Rewrite all the items below, changing every "top-left corner" to "upper-left corner" and keeping everything else the same. Leave the pictures out.

### Data records ###

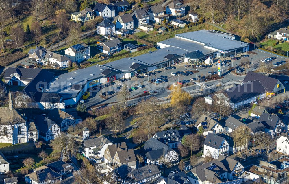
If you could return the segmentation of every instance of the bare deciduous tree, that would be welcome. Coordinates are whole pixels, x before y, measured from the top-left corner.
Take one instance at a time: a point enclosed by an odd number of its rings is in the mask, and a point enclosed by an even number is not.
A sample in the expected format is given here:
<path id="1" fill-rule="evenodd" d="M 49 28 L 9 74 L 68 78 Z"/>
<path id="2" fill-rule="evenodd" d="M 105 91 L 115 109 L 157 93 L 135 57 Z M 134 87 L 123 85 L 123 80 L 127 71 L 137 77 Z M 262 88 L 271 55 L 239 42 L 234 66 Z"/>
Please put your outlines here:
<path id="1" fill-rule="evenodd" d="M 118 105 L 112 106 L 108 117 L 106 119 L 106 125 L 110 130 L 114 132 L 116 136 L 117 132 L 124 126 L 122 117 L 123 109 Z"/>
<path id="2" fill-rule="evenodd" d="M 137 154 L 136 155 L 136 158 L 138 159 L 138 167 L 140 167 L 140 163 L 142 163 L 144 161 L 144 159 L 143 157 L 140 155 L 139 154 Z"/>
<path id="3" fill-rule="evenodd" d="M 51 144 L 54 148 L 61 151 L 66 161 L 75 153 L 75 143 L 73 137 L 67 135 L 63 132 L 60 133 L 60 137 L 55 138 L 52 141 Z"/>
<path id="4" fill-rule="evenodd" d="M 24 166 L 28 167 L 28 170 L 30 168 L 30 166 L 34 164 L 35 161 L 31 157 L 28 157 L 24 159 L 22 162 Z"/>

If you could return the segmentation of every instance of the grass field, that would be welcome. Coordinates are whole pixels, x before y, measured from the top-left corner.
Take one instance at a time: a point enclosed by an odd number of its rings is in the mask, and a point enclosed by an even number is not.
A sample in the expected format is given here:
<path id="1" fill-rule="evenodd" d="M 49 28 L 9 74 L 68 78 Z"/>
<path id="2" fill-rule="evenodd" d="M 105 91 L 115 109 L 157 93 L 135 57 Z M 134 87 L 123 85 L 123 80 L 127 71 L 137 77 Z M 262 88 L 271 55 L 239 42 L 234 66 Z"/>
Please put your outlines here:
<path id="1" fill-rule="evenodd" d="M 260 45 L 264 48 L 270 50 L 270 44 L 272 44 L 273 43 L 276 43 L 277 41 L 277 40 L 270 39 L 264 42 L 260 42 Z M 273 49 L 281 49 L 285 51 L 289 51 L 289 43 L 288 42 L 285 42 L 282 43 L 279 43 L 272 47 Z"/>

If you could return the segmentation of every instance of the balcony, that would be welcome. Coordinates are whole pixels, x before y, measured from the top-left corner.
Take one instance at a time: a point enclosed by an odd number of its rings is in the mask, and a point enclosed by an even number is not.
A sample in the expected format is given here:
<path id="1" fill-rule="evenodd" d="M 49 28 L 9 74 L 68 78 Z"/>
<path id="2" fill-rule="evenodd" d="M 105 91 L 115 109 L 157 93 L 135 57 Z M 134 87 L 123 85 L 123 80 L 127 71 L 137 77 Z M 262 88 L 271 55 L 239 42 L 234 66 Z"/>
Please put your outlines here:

###

→ Exercise result
If you could return the segmentation of every instance of the bare deciduous tree, that would be welcome. Coordinates are whole pixels, x before y, measured from the upper-left corner.
Take one instance at a time: a point enclosed by an odd number of its rings is in the mask, and a point enclosed by an even number is not.
A sample in the expected format is given here:
<path id="1" fill-rule="evenodd" d="M 49 28 L 9 74 L 68 78 Z"/>
<path id="2" fill-rule="evenodd" d="M 105 91 L 115 109 L 157 93 L 135 57 Z M 134 87 L 123 85 L 123 80 L 127 71 L 137 77 Z M 262 88 L 271 55 L 239 42 L 234 66 Z"/>
Please put your outlines here:
<path id="1" fill-rule="evenodd" d="M 118 105 L 112 106 L 108 117 L 106 119 L 106 125 L 110 130 L 114 132 L 116 136 L 117 132 L 124 126 L 122 117 L 123 109 Z"/>
<path id="2" fill-rule="evenodd" d="M 137 154 L 136 155 L 136 158 L 138 159 L 138 167 L 140 167 L 140 163 L 142 163 L 144 161 L 144 159 L 143 157 L 140 155 L 139 154 Z"/>
<path id="3" fill-rule="evenodd" d="M 51 144 L 54 148 L 61 151 L 66 161 L 75 153 L 75 143 L 73 137 L 67 135 L 63 132 L 60 133 L 60 137 L 55 138 L 52 141 Z"/>
<path id="4" fill-rule="evenodd" d="M 24 166 L 28 167 L 28 170 L 30 168 L 30 166 L 34 164 L 35 161 L 31 157 L 28 157 L 24 159 L 22 162 Z"/>

If you could return the segmentation of every instance of the grass field, that would be welcome. Coordinates are whole pixels, x before y, measured from the upper-left corner.
Take one instance at a time: a point enclosed by an odd number of its rings is in the mask, and a point enclosed by an even number is not.
A sample in the expected format is given here:
<path id="1" fill-rule="evenodd" d="M 49 28 L 9 74 L 68 78 Z"/>
<path id="2" fill-rule="evenodd" d="M 105 91 L 115 109 L 157 93 L 135 57 Z M 134 87 L 123 85 L 123 80 L 127 71 L 137 77 Z M 262 88 L 271 55 L 239 42 L 234 66 Z"/>
Please put your outlines here:
<path id="1" fill-rule="evenodd" d="M 260 45 L 264 48 L 270 50 L 270 44 L 272 44 L 273 43 L 276 43 L 277 41 L 277 40 L 270 39 L 264 42 L 260 42 Z M 273 49 L 281 49 L 285 51 L 289 51 L 289 43 L 288 42 L 285 42 L 282 43 L 279 43 L 272 47 Z"/>

If you could return the segmentation of every instance of the balcony, that would be welcome. Coordinates are whole pixels, x before y, measured from the upper-left corner.
Take one instance at a time: a point enclosed by an odd number of its rings is in the mask, and a point enclosed by an even number is not.
A sample in the expected format is given here:
<path id="1" fill-rule="evenodd" d="M 49 28 L 9 74 L 68 78 Z"/>
<path id="2" fill-rule="evenodd" d="M 105 91 L 115 109 L 157 93 L 135 57 Z M 134 87 L 123 85 L 123 80 L 127 71 L 137 77 Z M 262 88 L 271 55 L 239 42 L 234 66 Z"/>
Please put your outlines here:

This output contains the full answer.